-- Yapılacaklar --
1: Teknoloji bağımlılığıyla ilgili metne göre Prof. Dr. Sefa Bulut hangi üniversitenin hangi bölümünün başkanıdır?
2: Teknoloji bağımlılığı ve phubbing konulu metni kaldığı yerden devam ettirin.

-- Metin Alıntısı --
┄┄┄┄┄┄

Uzmanlar, özellikle koronavirüs salgını nedeniyle insanların evlerine kapandıkları bu süreçte dijital cihazları kullanma süreleri ve teknoloji bağımlılığının arttığını vurguluyor.

Ayrıca uzmanlar, evde aile bireyleriyle verimli vakit geçirme yerine devamlı telefonla ilgilenmenin özellikle çocuk ve gençlerin gelişimini olumsuz etkilediğini, aile içi ilişkileri de tehdit ettiğini belirterek, vatandaşları uyarıyor.

- "Bu davranışlar nezaketsizlik ve saygısızlık olarak görülmektedir"

İbn Haldun Üniversitesi (İHÜ) Psikolojik Danışma Bölüm Başkanı Prof. Dr. Sefa Bulut, AA muhabirine, teknolojideki gelişmelerle birlikte her gün hayata yeni araçların ve kavramların girdiğini, özellikle de cep telefonu ve akıllı cep telefonlarındaki yeni gelişmelerin çok yüksek hızda ilerlediğini anlattı.

Önceleri televizyon, radyo, telefon, bilgisayar ve oyun tableti gibi ayrı ayrı olan cihazların şimdi tek ve küçük bir araçta toplandığına işaret eden Bulut, artık herkesin bir ya da birden fazla telefon hattı ve akıllı telefonu olduğunu, hatta cep telefonu sahibi olmanın ilkokul dönemine kadar indiğini söyledi.

Telefon teknolojisinin hayatı kolaylaştırma ve hızlandırma gibi avantajlara sahipken, bir o kadar da dezavantajı beraberinde getirdiğine dikkati çeken Bulut, şöyle konuştu:

"Çocuk ve ergenlerin televizyon, internet ve oyun bağımlısı olduğunu sıkça duyarız. Fakat işin ilginç yanı bu sadece çocukları değil, yetişkinleri de etkilemektedir. Belki de bu sorunları yaşayan yetişkin ve anne baba sayısı çocuk sayısından fazladır. Bu bağlamda en son hayatımıza phubbing kavramı girdi. Anlamı, başkalarının yanında, sosyal ortamlarda sosyalleşirken ya da iş toplantılarında bir şeyler anlatılırken, konuşulurken cep telefonunu kontrol etmek, mesajlara bakmak ve cevaplamak, internette dolaşmak, haber okumak, sosyal medya hesaplarını hesabını kontrol etmek gibi davranışları içermektedir. Bu davranışlar görgü kuralları açısından da nezaketsizlik ve saygısızlık olarak görülmektedir."

┄┄┄┄┄┄

-- Verilen Satırlar --

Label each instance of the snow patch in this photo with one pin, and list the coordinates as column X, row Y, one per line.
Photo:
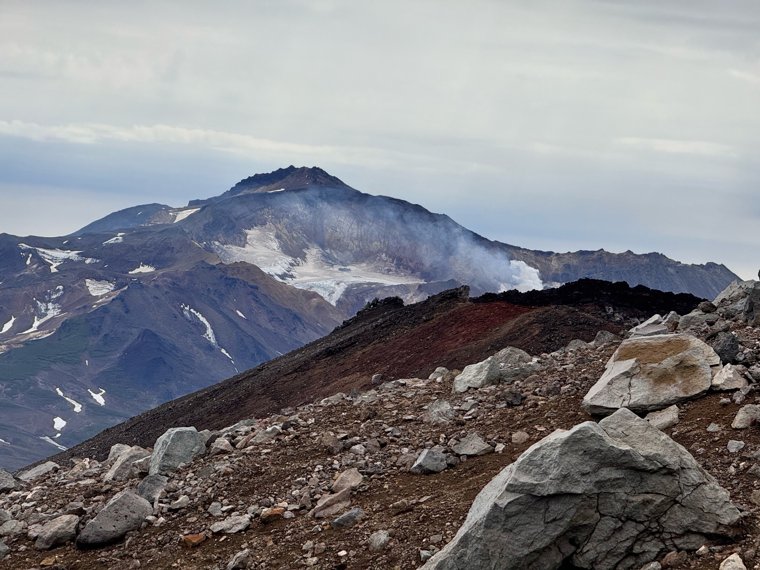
column 55, row 443
column 8, row 326
column 118, row 238
column 142, row 269
column 182, row 214
column 99, row 288
column 77, row 405
column 55, row 257
column 98, row 397
column 209, row 335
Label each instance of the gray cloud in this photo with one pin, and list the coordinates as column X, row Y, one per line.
column 554, row 124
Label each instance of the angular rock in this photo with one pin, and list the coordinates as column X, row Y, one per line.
column 241, row 560
column 472, row 444
column 58, row 531
column 663, row 419
column 747, row 416
column 584, row 498
column 726, row 346
column 151, row 487
column 7, row 481
column 439, row 412
column 349, row 519
column 38, row 471
column 429, row 461
column 174, row 448
column 733, row 562
column 123, row 467
column 651, row 373
column 478, row 375
column 220, row 445
column 331, row 505
column 729, row 378
column 125, row 512
column 231, row 525
column 378, row 540
column 652, row 326
column 349, row 479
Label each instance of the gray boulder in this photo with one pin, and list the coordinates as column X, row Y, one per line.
column 472, row 444
column 151, row 487
column 58, row 531
column 429, row 461
column 651, row 373
column 123, row 467
column 7, row 481
column 175, row 447
column 38, row 471
column 125, row 512
column 616, row 494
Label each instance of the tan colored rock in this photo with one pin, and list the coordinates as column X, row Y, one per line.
column 650, row 373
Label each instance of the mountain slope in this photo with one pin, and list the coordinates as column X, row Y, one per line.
column 153, row 302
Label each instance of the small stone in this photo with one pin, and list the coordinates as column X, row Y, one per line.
column 231, row 525
column 271, row 514
column 663, row 419
column 428, row 462
column 733, row 562
column 520, row 437
column 349, row 479
column 379, row 540
column 241, row 560
column 349, row 519
column 193, row 540
column 747, row 416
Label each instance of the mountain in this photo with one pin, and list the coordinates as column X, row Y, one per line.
column 153, row 302
column 415, row 469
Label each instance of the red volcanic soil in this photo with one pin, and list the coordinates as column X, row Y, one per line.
column 396, row 341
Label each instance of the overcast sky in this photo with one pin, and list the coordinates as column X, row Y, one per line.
column 560, row 125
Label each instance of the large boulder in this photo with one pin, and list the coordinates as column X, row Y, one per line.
column 176, row 447
column 651, row 373
column 124, row 466
column 506, row 366
column 611, row 495
column 126, row 511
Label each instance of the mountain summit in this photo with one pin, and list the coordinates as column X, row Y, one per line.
column 153, row 302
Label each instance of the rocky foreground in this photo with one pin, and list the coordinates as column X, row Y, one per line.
column 458, row 470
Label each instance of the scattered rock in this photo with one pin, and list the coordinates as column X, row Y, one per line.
column 729, row 378
column 733, row 562
column 241, row 560
column 439, row 412
column 650, row 373
column 126, row 511
column 472, row 444
column 231, row 525
column 663, row 419
column 378, row 540
column 747, row 416
column 429, row 461
column 7, row 482
column 349, row 519
column 58, row 531
column 38, row 471
column 593, row 484
column 349, row 479
column 331, row 505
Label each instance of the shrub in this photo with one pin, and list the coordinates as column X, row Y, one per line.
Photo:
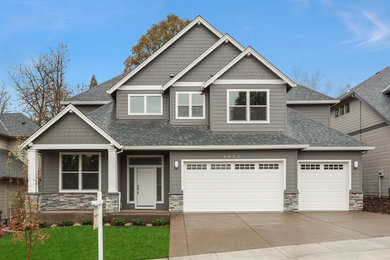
column 43, row 224
column 158, row 222
column 139, row 222
column 118, row 221
column 86, row 221
column 66, row 223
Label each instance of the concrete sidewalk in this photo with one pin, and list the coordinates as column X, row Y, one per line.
column 357, row 249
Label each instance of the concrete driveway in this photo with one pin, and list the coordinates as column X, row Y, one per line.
column 202, row 233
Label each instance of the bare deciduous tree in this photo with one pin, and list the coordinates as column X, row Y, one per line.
column 41, row 84
column 4, row 100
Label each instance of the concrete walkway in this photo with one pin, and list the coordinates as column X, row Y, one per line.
column 358, row 249
column 210, row 233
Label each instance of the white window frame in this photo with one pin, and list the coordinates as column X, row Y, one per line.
column 80, row 171
column 135, row 177
column 190, row 105
column 145, row 104
column 247, row 121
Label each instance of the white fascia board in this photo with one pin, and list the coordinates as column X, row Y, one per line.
column 215, row 147
column 84, row 102
column 248, row 51
column 309, row 102
column 71, row 108
column 339, row 148
column 71, row 146
column 140, row 87
column 225, row 38
column 163, row 48
column 249, row 81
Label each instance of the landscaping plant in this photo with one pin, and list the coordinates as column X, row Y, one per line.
column 139, row 222
column 24, row 223
column 118, row 221
column 158, row 222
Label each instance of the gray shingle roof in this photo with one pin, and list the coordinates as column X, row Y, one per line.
column 301, row 93
column 316, row 134
column 16, row 124
column 98, row 93
column 16, row 166
column 370, row 91
column 161, row 133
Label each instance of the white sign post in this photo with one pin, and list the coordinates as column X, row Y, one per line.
column 98, row 222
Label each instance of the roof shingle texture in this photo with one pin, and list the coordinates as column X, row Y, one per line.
column 316, row 134
column 161, row 133
column 370, row 91
column 16, row 124
column 301, row 93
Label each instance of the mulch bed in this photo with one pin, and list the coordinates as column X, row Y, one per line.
column 377, row 205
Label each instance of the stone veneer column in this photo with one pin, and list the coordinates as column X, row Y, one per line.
column 291, row 201
column 356, row 201
column 176, row 202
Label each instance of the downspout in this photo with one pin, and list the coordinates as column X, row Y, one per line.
column 120, row 194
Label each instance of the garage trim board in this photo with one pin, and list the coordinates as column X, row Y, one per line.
column 324, row 186
column 197, row 180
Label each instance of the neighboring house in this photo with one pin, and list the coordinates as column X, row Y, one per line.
column 201, row 125
column 12, row 126
column 364, row 113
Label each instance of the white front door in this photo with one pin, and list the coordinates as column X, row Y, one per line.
column 146, row 188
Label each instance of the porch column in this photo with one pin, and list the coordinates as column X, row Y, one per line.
column 32, row 156
column 112, row 171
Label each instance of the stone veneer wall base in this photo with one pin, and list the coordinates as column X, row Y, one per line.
column 176, row 202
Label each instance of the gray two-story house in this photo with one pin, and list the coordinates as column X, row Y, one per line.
column 364, row 113
column 202, row 125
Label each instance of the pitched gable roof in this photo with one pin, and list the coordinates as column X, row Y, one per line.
column 249, row 51
column 304, row 95
column 71, row 109
column 226, row 38
column 371, row 93
column 16, row 124
column 197, row 21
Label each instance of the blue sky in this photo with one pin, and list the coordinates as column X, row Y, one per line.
column 347, row 41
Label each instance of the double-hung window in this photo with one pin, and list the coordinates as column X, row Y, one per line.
column 190, row 105
column 145, row 104
column 79, row 171
column 248, row 106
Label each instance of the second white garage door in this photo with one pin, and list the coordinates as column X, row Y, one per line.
column 323, row 185
column 233, row 186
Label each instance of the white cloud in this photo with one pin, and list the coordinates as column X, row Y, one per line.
column 368, row 29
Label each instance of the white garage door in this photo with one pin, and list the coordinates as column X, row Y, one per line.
column 233, row 186
column 323, row 185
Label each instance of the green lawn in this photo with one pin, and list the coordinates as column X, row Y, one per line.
column 81, row 243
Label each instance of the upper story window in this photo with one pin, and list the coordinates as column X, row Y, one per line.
column 145, row 104
column 190, row 105
column 79, row 172
column 341, row 110
column 250, row 106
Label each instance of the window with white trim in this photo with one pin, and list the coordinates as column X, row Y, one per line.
column 80, row 172
column 248, row 105
column 190, row 105
column 145, row 104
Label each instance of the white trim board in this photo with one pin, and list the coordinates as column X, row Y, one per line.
column 71, row 109
column 214, row 147
column 197, row 21
column 338, row 148
column 225, row 39
column 249, row 51
column 84, row 102
column 310, row 102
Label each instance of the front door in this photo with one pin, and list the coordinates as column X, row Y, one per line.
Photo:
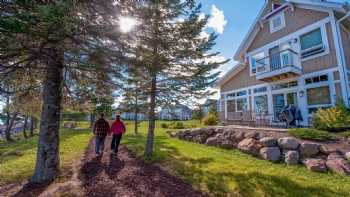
column 278, row 104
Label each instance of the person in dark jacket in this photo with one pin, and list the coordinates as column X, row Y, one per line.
column 101, row 129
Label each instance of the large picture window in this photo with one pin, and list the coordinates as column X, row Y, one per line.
column 242, row 104
column 318, row 96
column 260, row 104
column 311, row 43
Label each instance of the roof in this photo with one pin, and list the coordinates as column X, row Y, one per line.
column 255, row 28
column 311, row 4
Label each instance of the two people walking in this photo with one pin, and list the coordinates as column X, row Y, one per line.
column 101, row 129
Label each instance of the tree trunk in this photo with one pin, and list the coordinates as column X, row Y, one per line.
column 32, row 124
column 152, row 118
column 135, row 115
column 47, row 162
column 25, row 127
column 9, row 126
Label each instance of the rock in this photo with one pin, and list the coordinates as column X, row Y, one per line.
column 340, row 166
column 315, row 165
column 289, row 143
column 268, row 141
column 335, row 155
column 324, row 149
column 270, row 153
column 212, row 141
column 291, row 157
column 201, row 139
column 227, row 144
column 347, row 156
column 250, row 146
column 309, row 149
column 252, row 134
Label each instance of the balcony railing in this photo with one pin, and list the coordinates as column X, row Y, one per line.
column 282, row 62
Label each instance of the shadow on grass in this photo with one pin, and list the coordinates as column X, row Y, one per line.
column 221, row 182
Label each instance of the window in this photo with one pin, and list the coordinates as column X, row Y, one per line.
column 311, row 43
column 260, row 104
column 317, row 79
column 231, row 106
column 242, row 104
column 285, row 85
column 257, row 60
column 260, row 90
column 318, row 96
column 277, row 23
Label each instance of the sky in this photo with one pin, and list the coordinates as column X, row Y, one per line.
column 231, row 20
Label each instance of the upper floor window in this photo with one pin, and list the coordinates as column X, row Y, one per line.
column 277, row 23
column 256, row 61
column 311, row 43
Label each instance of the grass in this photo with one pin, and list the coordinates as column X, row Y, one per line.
column 17, row 159
column 231, row 173
column 310, row 134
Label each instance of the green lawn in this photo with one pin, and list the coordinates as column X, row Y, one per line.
column 231, row 173
column 17, row 159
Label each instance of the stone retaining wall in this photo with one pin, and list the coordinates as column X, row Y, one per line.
column 292, row 151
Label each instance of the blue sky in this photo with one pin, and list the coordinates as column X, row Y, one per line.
column 239, row 16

┄┄┄┄┄┄

-- Yanıtlar --
1: İbn Haldun Üniversitesi (İHÜ) Psikolojik Danışma Bölümü'nün başkanıdır.

2:
- "Ailemize fiziksel ve zihinsel olarak birlikte olduğumuzu hissettirmeliyiz"

"Phubbing"le günlük hayatın pek çok boyutunda karşılaşılabildiğine işaret eden Bulut, "Phubbing, özellikle koronavirüs salgını nedeniyle evde vakit geçirilen bu zamanlarda aile içi ilişkileri olumsuz etkilemektedir. Evli çiftler ve kadın erkek ilişkilerinde sorunlara yol açmaktadır. Eşlerden birisinin sürekli telefonla oynaması, telefonunu sık sık kontrol etmesi, kaliteli geçirilen bir zamanda araya birinin girmesi ilişkiyi olumsuz etkilemektedir." dedi.

Bulut, phubbinge maruz kalan kişinin kendisini değersiz ve önemsiz hissettiğini, yaşamdan ve ilişkiden doyum alamadığını ve mutsuz olduğunu, bu durum devam ettiğinde depresif duyguların geliştiğini, hatta depresyona girmeye bile neden olduğunu belirtti.

Nezaket ve görgü kurallarına uymanın önemine dikkati çeken Bulut, ailelere, "Ev ortamında birlikte olduğumuz insanlara, anne babamıza, eşimize, çocuklarımıza ve kardeşlerimize yönelip, sık sık göz kontağı kurarak orada fiziksel ve zihinsel olarak birlikte olduğumuzu hissettirmeliyiz." önerisinde bulundu.

- "Phubbingin insan ilişkilerine büyük zararları var"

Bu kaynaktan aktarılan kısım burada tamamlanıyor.